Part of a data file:
################

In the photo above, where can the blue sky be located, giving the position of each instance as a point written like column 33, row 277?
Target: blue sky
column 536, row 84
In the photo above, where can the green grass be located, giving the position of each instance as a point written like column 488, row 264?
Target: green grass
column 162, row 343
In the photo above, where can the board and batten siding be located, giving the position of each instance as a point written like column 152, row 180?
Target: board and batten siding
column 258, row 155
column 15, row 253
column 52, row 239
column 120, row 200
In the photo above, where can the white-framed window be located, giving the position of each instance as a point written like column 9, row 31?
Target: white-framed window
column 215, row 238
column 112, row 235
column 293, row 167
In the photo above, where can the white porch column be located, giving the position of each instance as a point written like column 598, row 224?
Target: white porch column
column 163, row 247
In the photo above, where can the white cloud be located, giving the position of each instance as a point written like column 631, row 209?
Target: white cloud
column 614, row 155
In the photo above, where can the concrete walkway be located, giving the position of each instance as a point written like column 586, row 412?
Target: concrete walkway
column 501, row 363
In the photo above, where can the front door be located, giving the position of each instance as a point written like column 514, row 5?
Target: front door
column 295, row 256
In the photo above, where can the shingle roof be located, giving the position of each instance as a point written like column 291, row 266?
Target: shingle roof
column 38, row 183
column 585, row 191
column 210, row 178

################

To do ::
Give the lines of the listing above as a numbered list, starting at the first line and going on through the line with "column 536, row 84", leaving out any blank lines.

The result ::
1. In the photo above, where can the blue sky be located, giving the position of each instance as a point written like column 33, row 277?
2. Target: blue sky
3. column 536, row 84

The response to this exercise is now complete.